**Assignment**
Scan the material below for "tree", then return each line that contains it.

**Input records**
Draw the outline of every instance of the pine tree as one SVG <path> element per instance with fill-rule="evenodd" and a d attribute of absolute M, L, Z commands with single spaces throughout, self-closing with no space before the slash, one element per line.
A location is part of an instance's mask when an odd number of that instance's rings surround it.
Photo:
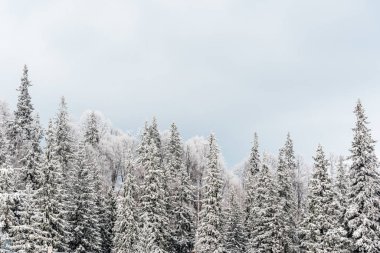
<path fill-rule="evenodd" d="M 142 130 L 140 137 L 141 137 L 140 143 L 137 147 L 137 162 L 134 165 L 138 167 L 138 169 L 136 170 L 137 171 L 136 180 L 139 184 L 142 184 L 144 181 L 144 175 L 145 175 L 144 164 L 147 162 L 148 146 L 149 146 L 149 140 L 150 140 L 148 122 L 145 122 L 144 129 Z M 137 184 L 137 186 L 139 187 L 138 192 L 140 192 L 141 195 L 143 195 L 143 192 L 142 192 L 143 187 L 142 186 L 140 187 L 139 184 Z"/>
<path fill-rule="evenodd" d="M 207 175 L 200 222 L 197 228 L 195 250 L 197 253 L 223 253 L 222 234 L 222 171 L 218 164 L 219 150 L 213 134 L 209 138 Z"/>
<path fill-rule="evenodd" d="M 139 252 L 139 218 L 135 199 L 136 190 L 136 180 L 131 168 L 129 168 L 125 175 L 124 192 L 117 212 L 113 253 Z"/>
<path fill-rule="evenodd" d="M 356 125 L 351 147 L 348 207 L 345 215 L 352 252 L 380 251 L 380 197 L 375 141 L 367 116 L 359 101 L 355 107 Z"/>
<path fill-rule="evenodd" d="M 224 243 L 229 253 L 241 253 L 245 250 L 245 233 L 243 226 L 243 210 L 239 203 L 236 186 L 232 186 L 228 194 L 225 210 Z"/>
<path fill-rule="evenodd" d="M 86 143 L 89 143 L 93 147 L 99 144 L 100 133 L 98 126 L 98 119 L 94 111 L 92 111 L 86 120 L 84 140 Z"/>
<path fill-rule="evenodd" d="M 33 112 L 32 99 L 29 94 L 31 82 L 28 77 L 28 68 L 25 65 L 21 77 L 21 84 L 18 88 L 17 109 L 14 112 L 14 119 L 9 122 L 7 139 L 11 164 L 20 167 L 21 160 L 25 157 L 28 148 L 25 146 L 33 139 Z"/>
<path fill-rule="evenodd" d="M 335 242 L 335 248 L 340 250 L 340 252 L 350 252 L 350 240 L 347 238 L 347 230 L 345 229 L 344 222 L 347 212 L 347 197 L 348 197 L 348 175 L 346 171 L 346 165 L 344 164 L 343 156 L 339 157 L 337 166 L 337 175 L 335 179 L 335 199 L 337 202 L 337 219 L 339 226 L 334 228 L 332 234 L 334 236 L 339 236 L 339 241 Z M 335 238 L 335 237 L 334 237 Z"/>
<path fill-rule="evenodd" d="M 92 174 L 94 165 L 89 159 L 83 142 L 79 145 L 75 169 L 73 184 L 75 206 L 72 214 L 73 241 L 71 242 L 71 249 L 75 253 L 101 252 L 101 236 L 96 213 L 96 192 L 94 191 Z"/>
<path fill-rule="evenodd" d="M 147 139 L 142 141 L 145 145 L 140 154 L 139 164 L 145 171 L 140 197 L 141 232 L 139 250 L 142 253 L 168 252 L 169 232 L 166 194 L 164 191 L 165 175 L 162 169 L 161 141 L 155 119 L 148 133 L 143 134 Z M 141 156 L 142 155 L 142 156 Z"/>
<path fill-rule="evenodd" d="M 91 177 L 94 182 L 93 191 L 95 194 L 94 199 L 94 215 L 97 220 L 96 229 L 100 235 L 99 244 L 101 253 L 110 253 L 112 249 L 112 229 L 114 223 L 114 199 L 112 192 L 107 194 L 105 190 L 104 181 L 102 179 L 102 171 L 99 166 L 96 166 L 94 162 L 96 161 L 95 156 L 97 152 L 93 149 L 93 146 L 88 147 L 89 160 L 91 161 Z"/>
<path fill-rule="evenodd" d="M 28 69 L 24 67 L 14 120 L 8 131 L 9 158 L 15 169 L 15 190 L 12 210 L 15 222 L 9 228 L 10 247 L 15 252 L 42 252 L 46 234 L 40 229 L 41 208 L 37 201 L 37 191 L 41 186 L 42 150 L 40 141 L 42 129 L 38 116 L 33 114 L 29 94 L 31 86 Z M 7 210 L 7 211 L 8 211 Z"/>
<path fill-rule="evenodd" d="M 177 126 L 173 123 L 167 147 L 166 172 L 168 179 L 168 214 L 170 216 L 171 249 L 191 252 L 195 227 L 193 188 L 183 162 L 183 148 Z"/>
<path fill-rule="evenodd" d="M 308 207 L 301 233 L 301 247 L 306 252 L 344 252 L 341 248 L 340 210 L 327 173 L 328 165 L 319 145 L 314 157 L 314 173 L 309 182 Z"/>
<path fill-rule="evenodd" d="M 34 108 L 29 94 L 31 83 L 28 69 L 24 66 L 14 120 L 9 122 L 7 143 L 9 144 L 9 163 L 20 168 L 17 188 L 25 189 L 25 182 L 30 183 L 33 190 L 39 187 L 42 150 L 40 142 L 42 128 L 38 116 L 33 114 Z"/>
<path fill-rule="evenodd" d="M 99 123 L 95 112 L 91 112 L 86 120 L 84 129 L 84 142 L 88 145 L 88 151 L 90 154 L 90 160 L 92 163 L 99 164 L 101 159 L 101 152 L 99 147 L 100 133 Z M 97 224 L 98 231 L 101 236 L 100 252 L 110 253 L 112 250 L 113 240 L 113 226 L 115 222 L 115 199 L 113 197 L 112 190 L 106 191 L 106 186 L 103 180 L 102 167 L 97 165 L 92 171 L 94 178 L 94 190 L 96 193 L 96 215 L 99 224 Z"/>
<path fill-rule="evenodd" d="M 64 219 L 65 209 L 63 207 L 62 192 L 62 171 L 60 170 L 55 139 L 55 129 L 52 121 L 46 132 L 45 159 L 42 170 L 41 188 L 38 190 L 37 197 L 39 206 L 43 214 L 41 229 L 47 233 L 47 245 L 54 250 L 64 249 L 63 243 L 67 236 L 68 223 Z"/>
<path fill-rule="evenodd" d="M 288 134 L 285 146 L 280 150 L 277 168 L 278 232 L 281 251 L 294 252 L 296 235 L 297 201 L 295 196 L 295 169 L 293 143 Z"/>
<path fill-rule="evenodd" d="M 42 204 L 38 199 L 41 187 L 42 150 L 40 139 L 42 130 L 38 119 L 32 122 L 30 137 L 24 145 L 25 156 L 21 158 L 21 167 L 17 169 L 17 204 L 15 217 L 17 223 L 11 227 L 12 249 L 15 252 L 43 252 L 46 249 L 46 233 L 41 229 L 43 223 Z M 24 147 L 25 147 L 24 146 Z"/>
<path fill-rule="evenodd" d="M 160 138 L 160 133 L 158 131 L 157 120 L 155 117 L 153 118 L 152 124 L 149 127 L 149 136 L 153 140 L 153 143 L 156 145 L 159 152 L 161 152 L 161 148 L 162 148 L 161 138 Z"/>
<path fill-rule="evenodd" d="M 55 119 L 56 128 L 56 142 L 57 142 L 57 157 L 62 167 L 64 180 L 70 174 L 71 169 L 75 163 L 75 140 L 73 137 L 73 130 L 69 123 L 69 114 L 67 111 L 67 104 L 64 97 L 61 98 L 58 114 Z"/>
<path fill-rule="evenodd" d="M 55 129 L 55 142 L 56 150 L 55 156 L 58 161 L 59 171 L 62 175 L 62 184 L 60 188 L 60 203 L 64 207 L 64 210 L 60 213 L 60 218 L 67 223 L 67 227 L 63 228 L 65 230 L 66 237 L 64 241 L 59 246 L 59 251 L 67 251 L 70 248 L 70 244 L 74 240 L 72 218 L 70 214 L 74 212 L 74 178 L 76 166 L 76 142 L 73 138 L 73 130 L 69 123 L 69 114 L 67 111 L 67 105 L 65 98 L 61 98 L 58 113 L 54 121 Z"/>
<path fill-rule="evenodd" d="M 245 233 L 248 241 L 252 239 L 252 231 L 254 229 L 254 220 L 251 216 L 252 206 L 256 194 L 256 181 L 260 168 L 259 141 L 257 134 L 254 135 L 253 146 L 249 157 L 249 163 L 244 171 L 244 190 L 245 190 Z M 247 242 L 248 243 L 248 242 Z"/>
<path fill-rule="evenodd" d="M 277 224 L 278 193 L 275 182 L 266 164 L 262 165 L 255 184 L 256 194 L 252 200 L 252 237 L 247 252 L 278 252 Z"/>

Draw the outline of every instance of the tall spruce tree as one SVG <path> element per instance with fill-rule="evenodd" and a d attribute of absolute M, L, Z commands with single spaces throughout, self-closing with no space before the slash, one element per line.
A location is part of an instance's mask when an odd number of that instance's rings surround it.
<path fill-rule="evenodd" d="M 380 188 L 375 141 L 360 101 L 351 147 L 348 207 L 345 215 L 352 252 L 380 252 Z"/>
<path fill-rule="evenodd" d="M 77 164 L 75 153 L 77 152 L 77 143 L 73 137 L 73 130 L 69 122 L 69 114 L 65 98 L 62 97 L 58 113 L 54 120 L 56 150 L 55 157 L 58 161 L 59 171 L 62 175 L 62 184 L 60 188 L 60 203 L 64 207 L 60 213 L 60 218 L 68 224 L 65 230 L 66 237 L 62 244 L 59 245 L 59 251 L 67 251 L 70 244 L 75 239 L 72 231 L 72 218 L 70 215 L 74 212 L 74 175 L 76 174 L 75 166 Z"/>
<path fill-rule="evenodd" d="M 37 191 L 41 186 L 42 129 L 29 94 L 31 83 L 25 66 L 14 120 L 8 127 L 10 163 L 15 169 L 16 192 L 13 194 L 15 222 L 9 228 L 10 248 L 15 252 L 42 252 L 46 235 L 41 230 L 41 208 Z M 9 209 L 8 209 L 9 210 Z"/>
<path fill-rule="evenodd" d="M 219 149 L 215 136 L 209 138 L 209 154 L 200 222 L 196 233 L 197 253 L 224 253 L 222 227 L 222 171 L 218 162 Z"/>
<path fill-rule="evenodd" d="M 90 145 L 90 144 L 89 144 Z M 96 229 L 100 235 L 100 249 L 99 252 L 110 253 L 112 250 L 112 227 L 114 212 L 113 208 L 113 196 L 112 194 L 108 195 L 106 186 L 104 185 L 102 171 L 99 166 L 95 165 L 96 159 L 95 155 L 97 152 L 93 149 L 93 146 L 88 147 L 89 160 L 91 161 L 91 177 L 93 180 L 93 191 L 95 194 L 94 215 L 97 220 Z M 110 197 L 108 199 L 108 197 Z"/>
<path fill-rule="evenodd" d="M 97 146 L 100 141 L 99 123 L 94 111 L 86 119 L 84 140 L 93 147 Z"/>
<path fill-rule="evenodd" d="M 339 228 L 340 209 L 328 175 L 329 162 L 319 145 L 309 182 L 307 212 L 303 221 L 301 248 L 306 252 L 344 252 Z"/>
<path fill-rule="evenodd" d="M 153 117 L 152 123 L 149 126 L 149 136 L 151 137 L 151 140 L 156 145 L 158 151 L 161 153 L 162 150 L 162 143 L 161 143 L 161 137 L 160 133 L 158 131 L 158 125 L 157 125 L 157 119 Z M 162 161 L 162 155 L 161 155 L 161 161 Z"/>
<path fill-rule="evenodd" d="M 254 205 L 254 199 L 256 194 L 256 181 L 257 175 L 260 171 L 260 153 L 259 153 L 259 140 L 257 133 L 254 135 L 253 146 L 251 149 L 249 163 L 244 171 L 244 190 L 245 190 L 245 233 L 247 242 L 252 239 L 252 231 L 254 229 L 254 220 L 252 217 L 251 209 Z"/>
<path fill-rule="evenodd" d="M 155 119 L 143 134 L 144 150 L 139 154 L 139 165 L 145 175 L 140 197 L 141 232 L 139 250 L 142 253 L 164 253 L 169 251 L 169 232 L 165 175 L 162 169 L 161 141 Z"/>
<path fill-rule="evenodd" d="M 14 118 L 9 122 L 7 138 L 11 164 L 14 167 L 22 165 L 21 160 L 28 152 L 30 140 L 33 139 L 34 107 L 29 93 L 31 86 L 28 76 L 28 68 L 25 65 L 21 77 L 21 84 L 17 89 L 18 100 Z"/>
<path fill-rule="evenodd" d="M 230 186 L 228 203 L 225 210 L 224 243 L 226 252 L 245 252 L 244 215 L 242 205 L 238 199 L 236 186 Z"/>
<path fill-rule="evenodd" d="M 25 189 L 25 182 L 31 184 L 32 190 L 39 187 L 42 150 L 40 142 L 42 128 L 38 116 L 34 115 L 32 98 L 29 93 L 31 82 L 28 68 L 24 66 L 14 119 L 7 127 L 7 144 L 9 145 L 8 162 L 19 169 L 17 188 Z"/>
<path fill-rule="evenodd" d="M 340 156 L 338 165 L 337 165 L 337 175 L 335 179 L 335 199 L 337 201 L 337 215 L 339 226 L 335 227 L 332 233 L 335 233 L 334 236 L 339 236 L 339 241 L 336 242 L 336 249 L 341 252 L 350 252 L 350 240 L 347 238 L 347 230 L 345 229 L 344 222 L 347 212 L 347 197 L 348 197 L 348 187 L 349 179 L 347 175 L 346 165 L 344 163 L 344 157 Z M 335 238 L 335 237 L 334 237 Z"/>
<path fill-rule="evenodd" d="M 57 157 L 63 171 L 64 180 L 75 164 L 76 142 L 73 137 L 73 130 L 69 122 L 67 104 L 64 97 L 61 98 L 58 113 L 55 119 Z"/>
<path fill-rule="evenodd" d="M 96 215 L 98 216 L 98 231 L 101 236 L 100 251 L 102 253 L 110 253 L 112 250 L 113 241 L 113 226 L 116 219 L 115 213 L 115 198 L 112 189 L 107 190 L 104 180 L 104 171 L 99 165 L 102 157 L 100 150 L 100 131 L 98 118 L 94 111 L 92 111 L 86 119 L 85 128 L 83 133 L 84 142 L 87 144 L 89 159 L 94 166 L 91 172 L 94 180 L 94 191 L 96 193 L 95 208 Z"/>
<path fill-rule="evenodd" d="M 139 252 L 137 185 L 132 168 L 125 174 L 124 191 L 117 211 L 113 253 Z"/>
<path fill-rule="evenodd" d="M 183 148 L 177 126 L 173 123 L 167 147 L 168 215 L 172 252 L 189 253 L 195 240 L 193 187 L 184 165 Z"/>
<path fill-rule="evenodd" d="M 296 251 L 296 212 L 297 201 L 295 195 L 295 157 L 293 142 L 288 134 L 285 146 L 280 150 L 277 168 L 278 190 L 278 232 L 281 239 L 282 252 Z"/>
<path fill-rule="evenodd" d="M 89 158 L 85 144 L 80 142 L 73 184 L 75 196 L 71 221 L 73 226 L 71 250 L 75 253 L 101 252 L 96 192 L 92 173 L 94 164 Z"/>
<path fill-rule="evenodd" d="M 257 175 L 256 194 L 251 208 L 253 220 L 252 237 L 247 252 L 281 252 L 277 224 L 278 193 L 275 182 L 266 164 Z"/>
<path fill-rule="evenodd" d="M 45 137 L 45 159 L 42 170 L 41 188 L 37 196 L 43 214 L 41 229 L 47 233 L 47 245 L 54 250 L 65 249 L 68 223 L 64 219 L 65 208 L 62 192 L 62 171 L 60 170 L 55 139 L 55 128 L 49 121 Z"/>

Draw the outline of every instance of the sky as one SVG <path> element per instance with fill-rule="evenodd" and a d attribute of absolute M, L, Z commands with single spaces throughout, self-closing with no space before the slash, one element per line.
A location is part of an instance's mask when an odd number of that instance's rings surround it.
<path fill-rule="evenodd" d="M 99 110 L 134 134 L 153 116 L 184 139 L 214 132 L 231 167 L 254 132 L 273 154 L 290 132 L 306 161 L 318 144 L 347 155 L 359 98 L 380 139 L 378 13 L 375 0 L 0 0 L 0 99 L 14 108 L 27 64 L 44 124 L 65 96 L 74 119 Z"/>

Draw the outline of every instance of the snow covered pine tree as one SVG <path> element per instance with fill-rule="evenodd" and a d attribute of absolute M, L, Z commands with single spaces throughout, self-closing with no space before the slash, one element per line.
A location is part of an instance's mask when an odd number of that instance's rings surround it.
<path fill-rule="evenodd" d="M 356 125 L 351 147 L 350 186 L 345 216 L 352 252 L 380 252 L 380 177 L 375 141 L 367 127 L 360 101 L 355 107 Z"/>
<path fill-rule="evenodd" d="M 249 243 L 252 239 L 252 231 L 254 229 L 255 220 L 252 217 L 251 209 L 255 204 L 255 194 L 256 194 L 256 183 L 257 183 L 257 175 L 259 173 L 260 168 L 260 154 L 259 154 L 259 140 L 257 133 L 254 135 L 253 146 L 251 149 L 251 153 L 249 156 L 248 166 L 245 168 L 243 173 L 243 187 L 245 193 L 244 199 L 244 226 L 245 226 L 245 234 L 247 239 L 247 247 L 252 248 Z"/>
<path fill-rule="evenodd" d="M 195 251 L 197 253 L 225 253 L 222 231 L 222 171 L 219 149 L 214 134 L 209 138 L 209 155 L 205 178 L 202 210 L 197 228 Z"/>

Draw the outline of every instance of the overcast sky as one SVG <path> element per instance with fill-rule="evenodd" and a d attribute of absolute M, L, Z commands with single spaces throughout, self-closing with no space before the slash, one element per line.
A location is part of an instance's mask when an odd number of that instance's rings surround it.
<path fill-rule="evenodd" d="M 0 99 L 23 64 L 44 123 L 102 111 L 136 133 L 157 116 L 184 138 L 217 135 L 229 166 L 254 131 L 277 153 L 289 131 L 311 160 L 347 154 L 360 98 L 380 138 L 380 2 L 0 0 Z M 379 152 L 378 152 L 379 153 Z"/>

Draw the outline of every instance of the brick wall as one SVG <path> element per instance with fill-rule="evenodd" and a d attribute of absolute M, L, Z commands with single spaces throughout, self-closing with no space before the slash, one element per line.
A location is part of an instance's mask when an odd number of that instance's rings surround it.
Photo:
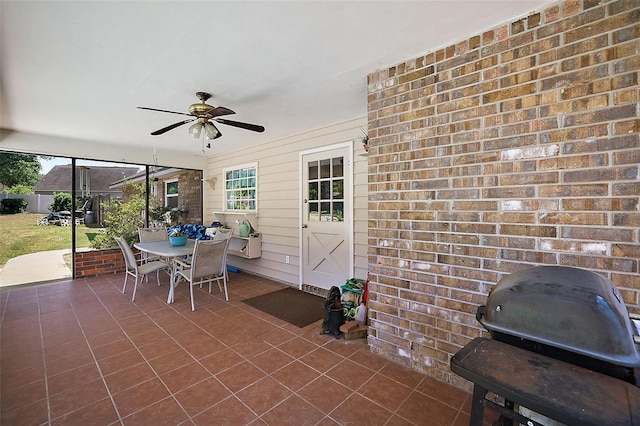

**Response to this task**
Draw the outline of every instance of the pine tree as one SVG <path> element per instance with fill-rule="evenodd" and a d attribute of absolute M, L, Z commands with single spaces throughout, self-closing with no space before the slash, one element per line.
Draw the outline of every instance of the tall spruce tree as one SVG <path> element per instance with fill-rule="evenodd" and a d attribute of absolute M, L, Z commands with single spaces throughout, self-closing with no space before the slash, one element per line.
Draw the outline of every instance of the snow covered pine tree as one SVG <path> element per instance with fill-rule="evenodd" and a d attribute of absolute M, L, Z commands with single spaces throughout, self-closing with no space before the slash, one element per line.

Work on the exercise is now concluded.